Texte fourni ->
Borges a écrit:Dans One from the Heart, mais c’est une tendance de bien de films de Coppola, l’image veut vivre sa vie toute seule ; elle se veut pure, sans lien, sans le moindre rapport à la moindre altérité, une image qui ne le serait plus de rien, image d’elle-même, image de l’image, une image aussi tautologique que le « travail abstrait », ou ce fric qui ne raconte plus d’histoire dont nous parle Don DeLillo dans Cosmopolis ; un fric qui n’achète plus rien en dehors de lui-même. De l’argent intransitif, en quelque sorte, et qui donne à ceux qui le « gagnent » et le « perdent » le sentiment d’être des artistes ; le fric spéculaire de la spéculation de l’esprit absolu qui cherche à nous faire oublier les corps qui bossent.

Travail demandé ->
1. Modifiez le passage du texte sur l'image chez Coppola qui s'ouvre sur les mots « Borges a écrit:Dans » et se clôt sur « corps qui bossent. », en y remplaçant « bossent » par « travaillent ».
2. Prolongez le texte sur l'image chez Coppola au-delà de sa dernière phrase.

Données extraites d'une collection

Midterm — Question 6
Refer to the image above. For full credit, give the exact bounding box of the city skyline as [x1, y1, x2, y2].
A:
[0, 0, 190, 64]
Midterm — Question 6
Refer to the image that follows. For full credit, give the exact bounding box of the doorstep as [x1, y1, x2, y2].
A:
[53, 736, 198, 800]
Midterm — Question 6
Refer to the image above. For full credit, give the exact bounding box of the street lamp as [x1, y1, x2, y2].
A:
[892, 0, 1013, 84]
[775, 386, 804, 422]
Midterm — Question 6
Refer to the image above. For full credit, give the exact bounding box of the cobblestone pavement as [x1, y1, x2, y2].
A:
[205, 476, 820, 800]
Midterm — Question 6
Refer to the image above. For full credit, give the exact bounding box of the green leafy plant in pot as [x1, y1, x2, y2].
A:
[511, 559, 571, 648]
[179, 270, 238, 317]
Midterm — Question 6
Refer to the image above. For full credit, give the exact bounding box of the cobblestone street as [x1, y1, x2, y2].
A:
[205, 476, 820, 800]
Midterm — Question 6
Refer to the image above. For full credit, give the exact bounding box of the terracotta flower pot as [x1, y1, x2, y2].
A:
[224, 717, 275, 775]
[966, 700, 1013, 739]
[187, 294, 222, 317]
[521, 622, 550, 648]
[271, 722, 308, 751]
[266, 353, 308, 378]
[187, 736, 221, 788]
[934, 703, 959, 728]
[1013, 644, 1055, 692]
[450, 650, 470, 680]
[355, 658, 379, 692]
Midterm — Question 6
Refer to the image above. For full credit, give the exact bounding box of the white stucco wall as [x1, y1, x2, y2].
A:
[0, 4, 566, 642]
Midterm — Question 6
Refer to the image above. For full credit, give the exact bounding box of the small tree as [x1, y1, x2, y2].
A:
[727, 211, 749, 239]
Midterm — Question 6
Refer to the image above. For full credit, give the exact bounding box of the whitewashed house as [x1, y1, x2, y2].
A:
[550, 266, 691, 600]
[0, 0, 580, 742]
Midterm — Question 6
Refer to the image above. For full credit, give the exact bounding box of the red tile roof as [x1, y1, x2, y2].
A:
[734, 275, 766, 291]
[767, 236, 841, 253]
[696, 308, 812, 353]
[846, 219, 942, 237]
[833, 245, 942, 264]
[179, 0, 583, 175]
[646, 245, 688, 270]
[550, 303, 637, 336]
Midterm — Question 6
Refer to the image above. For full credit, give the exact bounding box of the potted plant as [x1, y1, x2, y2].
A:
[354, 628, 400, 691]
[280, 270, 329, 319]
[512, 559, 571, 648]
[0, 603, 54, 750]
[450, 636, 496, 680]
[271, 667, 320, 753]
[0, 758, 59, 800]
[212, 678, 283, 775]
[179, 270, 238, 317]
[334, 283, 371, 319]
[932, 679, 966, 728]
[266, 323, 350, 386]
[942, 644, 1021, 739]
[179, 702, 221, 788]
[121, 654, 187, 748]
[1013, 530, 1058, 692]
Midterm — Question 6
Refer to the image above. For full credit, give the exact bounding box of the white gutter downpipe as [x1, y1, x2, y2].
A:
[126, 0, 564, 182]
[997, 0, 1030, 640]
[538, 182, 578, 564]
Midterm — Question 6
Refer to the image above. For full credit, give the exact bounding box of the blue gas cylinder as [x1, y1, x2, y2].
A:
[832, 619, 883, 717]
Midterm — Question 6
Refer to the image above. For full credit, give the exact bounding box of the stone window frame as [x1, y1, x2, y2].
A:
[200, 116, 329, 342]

Résultats obtenus ->
1.
Borges a écrit:Dans One from the Heart, mais c’est une tendance de bien de films de Coppola, l’image veut vivre sa vie toute seule ; elle se veut pure, sans lien, sans le moindre rapport à la moindre altérité, une image qui ne le serait plus de rien, image d’elle-même, image de l’image, une image aussi tautologique que le « travail abstrait », ou ce fric qui ne raconte plus d’histoire dont nous parle Don DeLillo dans Cosmopolis ; un fric qui n’achète plus rien en dehors de lui-même. De l’argent intransitif, en quelque sorte, et qui donne à ceux qui le « gagnent » et le « perdent » le sentiment d’être des artistes ; le fric spéculaire de la spéculation de l’esprit absolu qui cherche à nous faire oublier les corps qui travaillent.

2.
http://www.spectresducinema.org/?p=2047&page=2
Le film joue sans doute sur les mots : rat/art
- d'un côté, les super-traders, pour lesquels le rat serait une unité d'échange comme une autre
- de l'autre, les artistes (Pollock, Rothko, Satie, le rappeur mort) qui renvoient Packer à son impuissance à créer quoi que ce soit.



J'ai l'impression qu'il y a pas mal de jeux de langage de ce genre dans le roman. Par exemple :
Ultimately, he gets his haircut, both literally and metaphorically. A “haircut” is also a common slang word among stock and currency traders for losing enormous sums of money in the stock market.
http://www.aspeers.com/2008/noble?fulltext
Finalement, le langage est peut-être pas aussi à la ramasse que le disent les personnages (pour eux, le langage, c'est un truc trop vieux, trop lent, pour dire le monde qui est en train d'apparaître - seuls les nombres sont assez rapides pour le dire). Quand Packer répète "We want a haircut", ça dit quelque chose de son désir : il veut être puni, maté (c'est un désir qu'on a déjà vu chez d'autres personnages de Cronenberg).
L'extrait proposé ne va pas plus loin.